WHAT THE TASK ASKS:
Can you copy every line of the entries from the line containing "Tag the man wearing" through the line containing "[(548, 228)]", both lines included, offsetting each coordinate in the answers by 95 and leaving all other text as it is?

[Entries of labeled points]
--- Begin ---

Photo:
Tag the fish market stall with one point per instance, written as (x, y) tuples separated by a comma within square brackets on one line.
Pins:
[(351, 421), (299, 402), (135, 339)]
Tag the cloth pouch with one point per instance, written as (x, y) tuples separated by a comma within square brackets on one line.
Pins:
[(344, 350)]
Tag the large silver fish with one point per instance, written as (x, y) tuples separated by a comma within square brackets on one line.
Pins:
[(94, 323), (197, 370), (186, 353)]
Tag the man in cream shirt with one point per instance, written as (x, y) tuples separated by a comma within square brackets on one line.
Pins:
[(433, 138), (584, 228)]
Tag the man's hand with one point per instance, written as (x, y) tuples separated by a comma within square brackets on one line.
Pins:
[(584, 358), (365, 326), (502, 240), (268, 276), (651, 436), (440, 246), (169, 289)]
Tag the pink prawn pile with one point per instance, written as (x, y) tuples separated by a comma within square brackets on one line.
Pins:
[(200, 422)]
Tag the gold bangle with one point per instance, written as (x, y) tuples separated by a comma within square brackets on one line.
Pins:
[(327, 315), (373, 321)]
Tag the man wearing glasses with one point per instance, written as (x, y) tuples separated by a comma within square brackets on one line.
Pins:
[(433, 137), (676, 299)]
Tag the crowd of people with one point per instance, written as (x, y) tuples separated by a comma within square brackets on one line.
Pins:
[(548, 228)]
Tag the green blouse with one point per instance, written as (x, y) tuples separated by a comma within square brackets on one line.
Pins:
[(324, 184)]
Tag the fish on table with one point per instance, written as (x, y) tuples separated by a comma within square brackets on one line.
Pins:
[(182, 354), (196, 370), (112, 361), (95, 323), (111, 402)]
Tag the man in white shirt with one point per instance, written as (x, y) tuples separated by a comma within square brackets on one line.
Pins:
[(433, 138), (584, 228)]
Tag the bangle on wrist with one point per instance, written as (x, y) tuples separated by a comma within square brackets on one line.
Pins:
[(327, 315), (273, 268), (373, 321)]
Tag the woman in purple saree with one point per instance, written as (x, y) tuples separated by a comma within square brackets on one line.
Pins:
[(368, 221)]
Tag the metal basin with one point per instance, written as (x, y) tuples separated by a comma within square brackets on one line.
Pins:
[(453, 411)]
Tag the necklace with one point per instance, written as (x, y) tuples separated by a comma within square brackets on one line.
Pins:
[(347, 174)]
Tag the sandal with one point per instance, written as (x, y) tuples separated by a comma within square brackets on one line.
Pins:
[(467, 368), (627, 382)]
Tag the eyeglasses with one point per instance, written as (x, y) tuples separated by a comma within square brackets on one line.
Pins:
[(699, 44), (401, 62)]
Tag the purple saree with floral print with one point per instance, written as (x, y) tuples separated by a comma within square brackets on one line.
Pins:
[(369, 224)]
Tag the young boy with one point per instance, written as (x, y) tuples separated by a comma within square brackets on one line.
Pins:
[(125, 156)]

--- End ---

RESPONSE:
Tag the man wearing glasses with one point per instance, written as (x, y) tuples separated by a comma within square brackets on one line.
Pins:
[(528, 232), (771, 394)]
Tag the crowd of people with one point per instance, written as (x, y) tuples separated by a comma within square brackets on one line.
Pins:
[(643, 323)]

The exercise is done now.